▶ _Problem statement_
Every record that follows must be duplicated exactly, with images left out.
# # # #
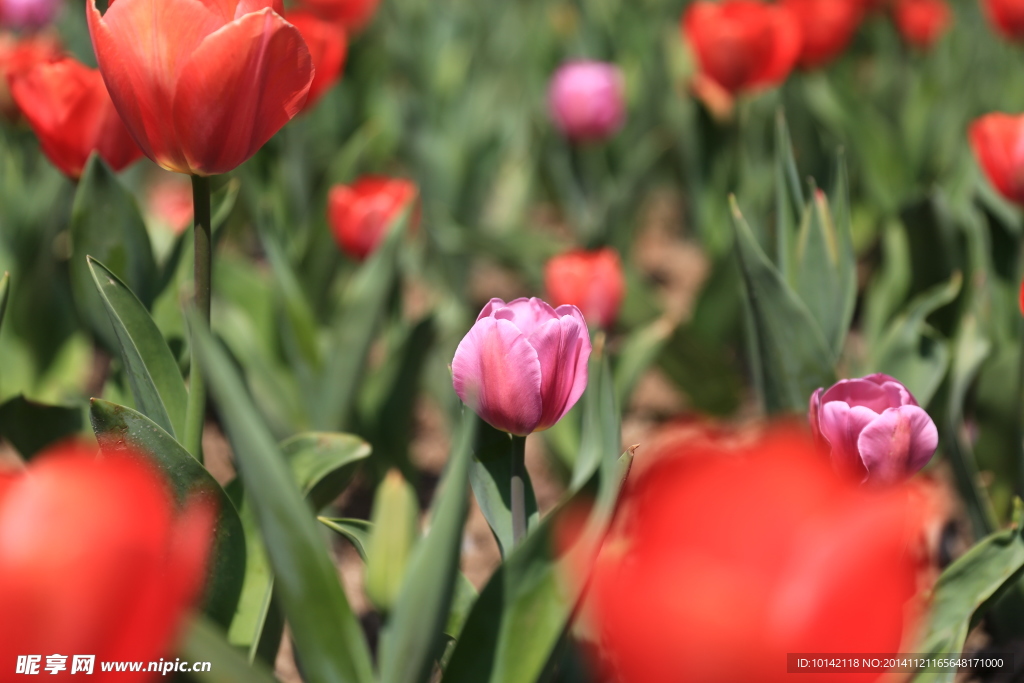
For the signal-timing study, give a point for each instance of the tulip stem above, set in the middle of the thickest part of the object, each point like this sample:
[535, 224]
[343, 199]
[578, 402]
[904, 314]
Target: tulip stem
[518, 489]
[196, 414]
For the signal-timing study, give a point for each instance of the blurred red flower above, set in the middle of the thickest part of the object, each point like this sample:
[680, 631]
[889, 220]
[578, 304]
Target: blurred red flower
[359, 214]
[997, 140]
[922, 22]
[328, 48]
[827, 27]
[67, 104]
[723, 560]
[591, 281]
[1007, 17]
[201, 86]
[93, 560]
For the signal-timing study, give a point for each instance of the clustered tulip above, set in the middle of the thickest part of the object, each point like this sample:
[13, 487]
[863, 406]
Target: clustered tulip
[522, 365]
[725, 560]
[201, 85]
[360, 214]
[587, 100]
[67, 104]
[94, 560]
[875, 429]
[591, 281]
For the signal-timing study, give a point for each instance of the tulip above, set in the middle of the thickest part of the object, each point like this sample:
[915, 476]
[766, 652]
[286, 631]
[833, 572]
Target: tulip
[67, 104]
[523, 364]
[93, 560]
[29, 13]
[591, 281]
[328, 47]
[360, 214]
[352, 14]
[586, 99]
[741, 45]
[1007, 16]
[201, 85]
[875, 429]
[725, 560]
[827, 27]
[922, 22]
[997, 140]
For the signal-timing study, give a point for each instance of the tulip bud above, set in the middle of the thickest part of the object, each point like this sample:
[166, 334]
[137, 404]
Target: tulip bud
# # # #
▶ _Your response_
For the signal-timing study, give a point for each instance of the tulip stem above, set in the middle of the thickest part of the object, each point like this sample:
[535, 224]
[343, 199]
[578, 402]
[904, 314]
Target: tulip stem
[518, 489]
[196, 414]
For the signal-timing study, give a point for each instance of the blurred red flower above, set in the middle of the thickest part of the object, each point like this sample:
[680, 631]
[889, 220]
[578, 304]
Target: blurred red flower
[359, 214]
[997, 140]
[922, 22]
[328, 48]
[827, 27]
[67, 104]
[723, 560]
[591, 281]
[1007, 17]
[201, 86]
[93, 560]
For the signal-timing study, give a point for each instance of the clustered tulip above, set in the middle of the thickest part of the object, each point like this sample:
[13, 487]
[863, 406]
Target: clustered tulip
[522, 365]
[725, 560]
[201, 85]
[360, 214]
[587, 100]
[67, 104]
[94, 560]
[875, 429]
[591, 281]
For the signal-timing study, give a point for each instance of the tulip above, set in the middle of the thickest part of the object, each point like this sample:
[915, 476]
[766, 652]
[286, 631]
[833, 572]
Target: tulip
[67, 104]
[523, 364]
[93, 560]
[29, 13]
[591, 281]
[328, 47]
[360, 214]
[352, 14]
[586, 99]
[741, 45]
[1007, 16]
[201, 85]
[875, 429]
[725, 560]
[827, 27]
[922, 22]
[997, 140]
For the signal-timing study, give a point for each instance of the tulip bud above, set in the middle of the thickest part of the object, each point like this sample:
[166, 334]
[137, 404]
Target: tulip bud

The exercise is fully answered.